* **TO BE DONE**
Starting at the first line of the records below and ending at the line that contains "[7,173,400,267]", turn those lines into a numbered list with blank lines left out.

■ ■ ■ ■ ■

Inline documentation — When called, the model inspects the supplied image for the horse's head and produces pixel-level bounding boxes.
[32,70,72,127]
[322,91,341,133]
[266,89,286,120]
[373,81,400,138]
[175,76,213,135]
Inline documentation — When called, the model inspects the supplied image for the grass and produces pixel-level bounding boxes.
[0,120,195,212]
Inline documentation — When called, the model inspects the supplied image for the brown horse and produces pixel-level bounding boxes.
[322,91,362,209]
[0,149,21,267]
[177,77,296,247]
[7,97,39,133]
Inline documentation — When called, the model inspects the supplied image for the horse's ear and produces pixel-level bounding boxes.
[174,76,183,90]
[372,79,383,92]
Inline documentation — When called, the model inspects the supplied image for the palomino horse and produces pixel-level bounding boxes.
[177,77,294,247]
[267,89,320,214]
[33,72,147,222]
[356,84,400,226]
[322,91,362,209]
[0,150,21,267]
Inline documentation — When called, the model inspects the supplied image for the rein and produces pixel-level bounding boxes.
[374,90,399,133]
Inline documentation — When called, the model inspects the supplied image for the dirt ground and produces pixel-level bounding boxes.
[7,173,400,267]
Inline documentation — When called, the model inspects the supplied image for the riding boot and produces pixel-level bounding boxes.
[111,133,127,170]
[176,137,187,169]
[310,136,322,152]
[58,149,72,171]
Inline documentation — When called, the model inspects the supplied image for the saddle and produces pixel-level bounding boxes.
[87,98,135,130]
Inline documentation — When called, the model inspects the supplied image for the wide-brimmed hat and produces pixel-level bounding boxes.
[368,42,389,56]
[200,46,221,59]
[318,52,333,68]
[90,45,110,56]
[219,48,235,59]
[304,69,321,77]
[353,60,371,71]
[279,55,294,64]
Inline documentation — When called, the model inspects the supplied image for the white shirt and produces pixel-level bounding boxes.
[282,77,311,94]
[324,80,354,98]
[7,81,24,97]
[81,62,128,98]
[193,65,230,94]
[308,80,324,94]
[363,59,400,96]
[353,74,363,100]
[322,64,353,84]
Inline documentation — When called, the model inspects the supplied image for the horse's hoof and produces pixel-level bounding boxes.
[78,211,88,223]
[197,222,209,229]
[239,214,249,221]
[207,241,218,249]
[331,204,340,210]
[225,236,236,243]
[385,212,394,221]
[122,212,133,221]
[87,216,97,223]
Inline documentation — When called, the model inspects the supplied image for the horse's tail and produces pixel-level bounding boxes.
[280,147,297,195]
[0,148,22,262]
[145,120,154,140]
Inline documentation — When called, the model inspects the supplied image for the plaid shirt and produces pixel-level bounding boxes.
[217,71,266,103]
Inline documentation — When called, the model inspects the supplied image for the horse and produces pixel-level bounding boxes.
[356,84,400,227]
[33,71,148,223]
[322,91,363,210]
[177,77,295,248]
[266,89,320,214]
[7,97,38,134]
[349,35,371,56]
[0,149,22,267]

■ ■ ■ ■ ■

* **TASK SOLUTION**
1. Inline documentation — When called, the model inspects the supplied image for the horse's head and produces pixel-level bounding boxes.
2. [32,70,72,127]
3. [322,91,341,133]
4. [266,89,286,120]
5. [373,81,400,138]
6. [175,76,213,135]
7. Inline documentation — When called, the model inspects the supplied image for the grass and produces pixel-level bounding boxes.
8. [0,120,195,212]
9. Inline documentation — When called, the model inspects the supplied image for the brown horse and produces pixel-level bounding boxes.
10. [322,91,362,209]
11. [0,149,21,267]
12. [177,77,296,247]
13. [7,97,39,133]
14. Inline documentation — When called, the model inspects the supplied image for the horse's ear and produces pixel-level bounding boxes.
15. [174,76,183,90]
16. [372,79,383,92]
17. Inline documentation — When called, the model inspects the supplied image for the palomino horse and produces pixel-level bounding boxes.
18. [177,77,294,247]
19. [267,89,320,214]
20. [33,72,147,222]
21. [356,84,400,226]
22. [322,91,362,209]
23. [0,150,21,267]
24. Inline documentation — When called, the model inspects the supplied image for the rein and produces pixel-level bounding boxes.
25. [374,90,399,133]
26. Inline documentation — When called, the model inspects the supplied image for the dirt ground and produces pixel-level bounding boxes.
27. [7,173,400,267]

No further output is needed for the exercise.